• Directions: Up to and including the line with "[(34, 171)]", please reproduce the lines below exactly, beginning with the first.

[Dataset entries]
★ ★ ★

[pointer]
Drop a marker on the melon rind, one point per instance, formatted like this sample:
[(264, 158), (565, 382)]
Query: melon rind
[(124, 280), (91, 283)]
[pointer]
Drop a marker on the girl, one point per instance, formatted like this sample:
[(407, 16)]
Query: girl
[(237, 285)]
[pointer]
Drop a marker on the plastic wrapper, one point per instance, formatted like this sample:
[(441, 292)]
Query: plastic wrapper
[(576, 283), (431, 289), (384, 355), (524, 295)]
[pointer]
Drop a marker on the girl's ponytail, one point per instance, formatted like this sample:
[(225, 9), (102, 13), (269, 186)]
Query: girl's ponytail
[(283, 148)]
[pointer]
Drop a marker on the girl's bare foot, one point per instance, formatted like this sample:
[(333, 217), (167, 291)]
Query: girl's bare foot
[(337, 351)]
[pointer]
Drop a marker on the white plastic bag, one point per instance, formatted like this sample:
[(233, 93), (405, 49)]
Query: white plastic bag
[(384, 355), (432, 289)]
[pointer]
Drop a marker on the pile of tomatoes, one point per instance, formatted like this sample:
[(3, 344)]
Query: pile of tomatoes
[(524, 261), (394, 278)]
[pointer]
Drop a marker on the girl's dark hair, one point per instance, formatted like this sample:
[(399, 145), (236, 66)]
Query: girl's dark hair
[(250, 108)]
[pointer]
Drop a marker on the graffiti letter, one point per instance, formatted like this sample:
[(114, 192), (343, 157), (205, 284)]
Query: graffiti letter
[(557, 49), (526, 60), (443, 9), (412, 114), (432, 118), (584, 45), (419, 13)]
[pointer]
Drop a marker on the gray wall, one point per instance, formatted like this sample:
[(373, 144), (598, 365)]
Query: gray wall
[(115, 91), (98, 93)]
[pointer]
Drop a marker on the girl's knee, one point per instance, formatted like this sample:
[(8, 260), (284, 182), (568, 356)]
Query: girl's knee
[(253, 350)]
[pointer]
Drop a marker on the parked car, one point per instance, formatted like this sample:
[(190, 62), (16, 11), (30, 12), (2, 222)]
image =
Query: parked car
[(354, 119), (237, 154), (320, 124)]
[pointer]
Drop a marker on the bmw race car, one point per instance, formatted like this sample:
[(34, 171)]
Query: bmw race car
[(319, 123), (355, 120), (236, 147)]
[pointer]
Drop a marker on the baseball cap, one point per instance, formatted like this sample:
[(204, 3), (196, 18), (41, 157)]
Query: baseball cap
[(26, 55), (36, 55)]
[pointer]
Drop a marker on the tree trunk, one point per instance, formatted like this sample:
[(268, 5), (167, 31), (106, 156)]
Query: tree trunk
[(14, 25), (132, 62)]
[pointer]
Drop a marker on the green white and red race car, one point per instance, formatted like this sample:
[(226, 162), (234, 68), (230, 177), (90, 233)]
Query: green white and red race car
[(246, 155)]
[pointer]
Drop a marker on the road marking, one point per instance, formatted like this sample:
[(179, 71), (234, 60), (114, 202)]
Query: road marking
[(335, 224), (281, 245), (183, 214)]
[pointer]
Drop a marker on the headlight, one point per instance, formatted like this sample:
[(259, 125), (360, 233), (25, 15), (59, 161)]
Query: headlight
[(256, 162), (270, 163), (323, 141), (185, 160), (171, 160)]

★ ★ ★

• Response:
[pointer]
Drop a marker on the melon rind, one point per instance, formatted like this sample:
[(264, 158), (565, 382)]
Query: melon rind
[(124, 280), (91, 283)]
[pointer]
Drop a marker on the girl, one point per instance, formatted like this sample:
[(407, 16)]
Query: girl
[(237, 285)]
[pointer]
Drop a marker on the plastic wrapper, one point per instance, formatted like this sample:
[(441, 292)]
Query: plastic wrapper
[(576, 283), (431, 289), (384, 355), (524, 295)]
[pointer]
Drop a marker on the girl's ponytail, one point per instance, formatted like this sample:
[(225, 9), (102, 13), (269, 186)]
Query: girl's ponytail
[(283, 148)]
[pointer]
Drop a marker on the girl's bare foot, one point per instance, formatted like this sample:
[(333, 217), (167, 291)]
Query: girl's bare foot
[(337, 351)]
[pointer]
Drop a marker on the white plastic bag, one point per instance, formatted like this sample:
[(233, 93), (405, 49)]
Query: white plastic bag
[(384, 355), (432, 289)]
[pointer]
Drop a marker on the pile of tomatoes, one point per instance, formatted like this sample:
[(3, 344)]
Query: pile of tomatoes
[(524, 261), (394, 278)]
[pointer]
Drop a marker on the girl's dark hair, one point per instance, formatted like this sample:
[(399, 145), (236, 66)]
Query: girl's dark hair
[(250, 108)]
[pointer]
Drop a marker on the graffiti letter, one point per instance, formatted like this sample:
[(114, 192), (343, 157), (205, 284)]
Query: graffiti letter
[(557, 49), (526, 60), (443, 9), (412, 114), (432, 118), (584, 45), (419, 13)]
[pointer]
Drop a marker on the gray wall, one point per instance, formatted like this sample:
[(373, 144), (598, 365)]
Query: gray wall
[(115, 91), (98, 93)]
[pointer]
Drop a marker on the girl's knee, one point per instance, formatted like this sample:
[(8, 260), (284, 182), (568, 356)]
Query: girl's knee
[(253, 350)]
[pointer]
Drop a marker on the parked car, one point per instance, formatted like this sample:
[(190, 62), (16, 11), (30, 12), (2, 222)]
image =
Query: parked car
[(354, 119), (237, 154), (320, 124)]
[pointer]
Drop a marker on the bmw race car, one point per instance, formatted like this sample:
[(34, 171)]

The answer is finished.